## [DOCUMENT PASSAGE]
◇ ◇ ◇

During the construction of the M50 motorway, Carrickmines gained national notoriety when anti-roads protesters calling themselves the Carrickminders set up camp in the area and delayed the completion of the M50 for two years with legal challenges being taken by Vincent Salafia. The objectors claimed that the underground remains of Carrickmines Castle, an Anglo-Norman fort built in the 12th century on the edge of the Pale, was of national importance. Today, much of the uncovered remains are preserved in tunnels and other structures scattered around the interchange. Dún Laoghaire–Rathdown County Council claimed the action greatly increased the cost of the project, which was eventually completed in August 2005.

===Development===
Junction 15 of the M50 lies at the centre of Carrickmines. The retail park and developments on Glenamuck Road have converted the previously semi-rural area into a mix of suburban complexes, with shops, offices, apartment blocks and housing estates, and a patchwork of remaining farmland. The retail park, The Park Carrickmines, contains a mixture of retail and office space. It was sold for €100m in 2006, and reportedly garnered the highest retail park rents in Ireland in 2014. In 2015 it was reported as the best performing Irish retail park by The Sunday Times.

◇ ◇ ◇

## [EXTRACTED DATA]
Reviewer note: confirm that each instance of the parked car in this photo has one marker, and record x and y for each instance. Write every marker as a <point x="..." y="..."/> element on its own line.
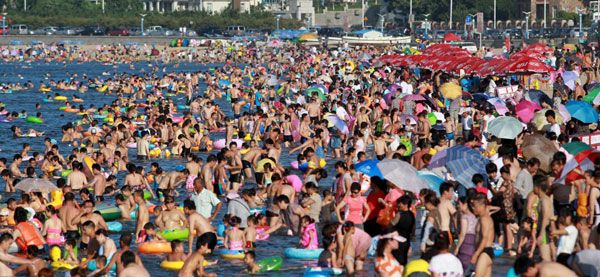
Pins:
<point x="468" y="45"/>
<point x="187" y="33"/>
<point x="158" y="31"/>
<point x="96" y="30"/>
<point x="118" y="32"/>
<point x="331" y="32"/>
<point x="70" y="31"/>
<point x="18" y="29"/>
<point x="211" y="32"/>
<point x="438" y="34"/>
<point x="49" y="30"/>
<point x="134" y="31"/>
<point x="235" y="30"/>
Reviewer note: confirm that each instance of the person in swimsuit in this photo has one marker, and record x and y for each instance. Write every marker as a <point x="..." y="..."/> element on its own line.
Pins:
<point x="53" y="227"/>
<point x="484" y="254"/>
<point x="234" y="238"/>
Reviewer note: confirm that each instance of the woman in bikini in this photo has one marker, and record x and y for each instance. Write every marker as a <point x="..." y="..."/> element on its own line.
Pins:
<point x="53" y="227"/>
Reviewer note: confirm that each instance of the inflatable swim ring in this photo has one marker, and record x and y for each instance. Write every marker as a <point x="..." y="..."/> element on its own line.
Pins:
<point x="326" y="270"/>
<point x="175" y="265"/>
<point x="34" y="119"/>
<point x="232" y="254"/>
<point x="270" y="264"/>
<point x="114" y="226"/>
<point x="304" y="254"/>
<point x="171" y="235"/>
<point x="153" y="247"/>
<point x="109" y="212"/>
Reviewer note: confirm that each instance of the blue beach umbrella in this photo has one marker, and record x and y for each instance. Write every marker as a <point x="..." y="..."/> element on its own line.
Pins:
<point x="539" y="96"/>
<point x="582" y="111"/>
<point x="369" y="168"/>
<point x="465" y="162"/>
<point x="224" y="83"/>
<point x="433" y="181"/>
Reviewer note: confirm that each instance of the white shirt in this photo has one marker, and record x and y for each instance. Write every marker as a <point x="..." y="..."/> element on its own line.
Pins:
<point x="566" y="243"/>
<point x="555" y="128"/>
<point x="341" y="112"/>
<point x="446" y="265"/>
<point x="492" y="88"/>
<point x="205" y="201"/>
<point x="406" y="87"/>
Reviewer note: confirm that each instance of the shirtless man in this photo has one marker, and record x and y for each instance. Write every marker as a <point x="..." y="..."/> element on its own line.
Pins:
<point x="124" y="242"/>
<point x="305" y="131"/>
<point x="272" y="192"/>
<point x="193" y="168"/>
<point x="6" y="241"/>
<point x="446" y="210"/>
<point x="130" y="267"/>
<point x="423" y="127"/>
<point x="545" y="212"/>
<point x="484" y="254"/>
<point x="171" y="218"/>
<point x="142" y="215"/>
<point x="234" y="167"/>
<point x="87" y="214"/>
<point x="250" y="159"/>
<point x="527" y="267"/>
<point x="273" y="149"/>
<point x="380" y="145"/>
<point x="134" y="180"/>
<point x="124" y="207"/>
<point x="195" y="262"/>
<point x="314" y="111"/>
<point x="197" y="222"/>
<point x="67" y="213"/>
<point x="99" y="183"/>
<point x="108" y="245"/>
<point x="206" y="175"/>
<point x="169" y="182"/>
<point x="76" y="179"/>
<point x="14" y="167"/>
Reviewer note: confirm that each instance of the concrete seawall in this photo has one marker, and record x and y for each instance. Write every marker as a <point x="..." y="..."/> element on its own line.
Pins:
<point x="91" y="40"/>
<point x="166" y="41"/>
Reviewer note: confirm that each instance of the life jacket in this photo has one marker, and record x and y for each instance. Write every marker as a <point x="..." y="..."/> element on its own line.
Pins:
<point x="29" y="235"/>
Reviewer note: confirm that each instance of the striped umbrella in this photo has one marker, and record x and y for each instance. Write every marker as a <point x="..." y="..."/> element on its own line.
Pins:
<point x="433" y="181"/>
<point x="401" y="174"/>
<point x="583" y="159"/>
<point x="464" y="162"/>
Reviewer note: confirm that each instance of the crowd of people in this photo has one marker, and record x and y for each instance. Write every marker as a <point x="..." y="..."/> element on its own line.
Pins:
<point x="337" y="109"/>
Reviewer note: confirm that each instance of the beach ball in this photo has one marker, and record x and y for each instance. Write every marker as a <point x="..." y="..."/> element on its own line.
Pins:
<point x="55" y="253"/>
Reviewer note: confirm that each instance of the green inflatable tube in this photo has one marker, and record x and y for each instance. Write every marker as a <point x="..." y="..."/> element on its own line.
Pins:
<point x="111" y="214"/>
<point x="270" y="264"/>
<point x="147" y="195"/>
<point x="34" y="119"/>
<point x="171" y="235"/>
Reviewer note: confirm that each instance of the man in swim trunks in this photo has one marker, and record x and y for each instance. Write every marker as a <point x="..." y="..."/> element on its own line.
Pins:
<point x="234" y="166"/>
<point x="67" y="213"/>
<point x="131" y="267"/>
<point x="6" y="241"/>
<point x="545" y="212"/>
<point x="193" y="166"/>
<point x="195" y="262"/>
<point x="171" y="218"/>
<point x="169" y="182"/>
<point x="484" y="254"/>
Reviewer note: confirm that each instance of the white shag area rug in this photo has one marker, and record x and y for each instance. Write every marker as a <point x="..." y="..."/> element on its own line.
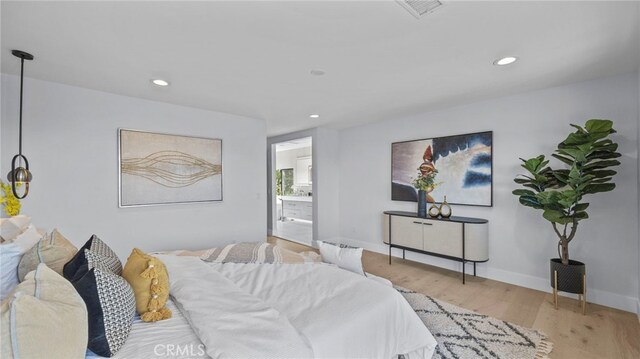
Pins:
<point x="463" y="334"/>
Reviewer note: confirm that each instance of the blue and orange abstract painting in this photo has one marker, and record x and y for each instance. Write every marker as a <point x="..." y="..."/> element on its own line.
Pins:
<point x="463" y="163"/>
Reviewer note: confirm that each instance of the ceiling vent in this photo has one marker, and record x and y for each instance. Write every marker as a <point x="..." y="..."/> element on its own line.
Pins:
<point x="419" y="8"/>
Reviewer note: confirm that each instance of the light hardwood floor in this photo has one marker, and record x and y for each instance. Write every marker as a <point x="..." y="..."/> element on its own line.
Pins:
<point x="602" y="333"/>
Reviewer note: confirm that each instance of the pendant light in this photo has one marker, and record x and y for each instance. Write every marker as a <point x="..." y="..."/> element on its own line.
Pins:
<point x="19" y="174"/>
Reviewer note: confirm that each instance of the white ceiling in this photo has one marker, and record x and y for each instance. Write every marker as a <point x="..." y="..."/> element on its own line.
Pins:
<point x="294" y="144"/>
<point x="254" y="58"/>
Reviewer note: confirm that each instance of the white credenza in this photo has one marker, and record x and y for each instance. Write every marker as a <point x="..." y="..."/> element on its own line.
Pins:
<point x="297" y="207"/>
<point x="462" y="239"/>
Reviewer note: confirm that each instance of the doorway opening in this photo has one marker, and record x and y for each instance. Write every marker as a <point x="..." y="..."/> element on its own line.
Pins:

◇ ◇ ◇

## [ABOUT THIS TASK]
Copy the Carrickmines passage from the words "During the construction" through "in August 2005.", changing "Carrickminders" to "Carrickmines protesters" each time it appears.

## [ANSWER AREA]
During the construction of the M50 motorway, Carrickmines gained national notoriety when anti-roads protesters calling themselves the Carrickmines protesters set up camp in the area and delayed the completion of the M50 for two years with legal challenges being taken by Vincent Salafia. The objectors claimed that the underground remains of Carrickmines Castle, an Anglo-Norman fort built in the 12th century on the edge of the Pale, was of national importance. Today, much of the uncovered remains are preserved in tunnels and other structures scattered around the interchange. Dún Laoghaire–Rathdown County Council claimed the action greatly increased the cost of the project, which was eventually completed in August 2005.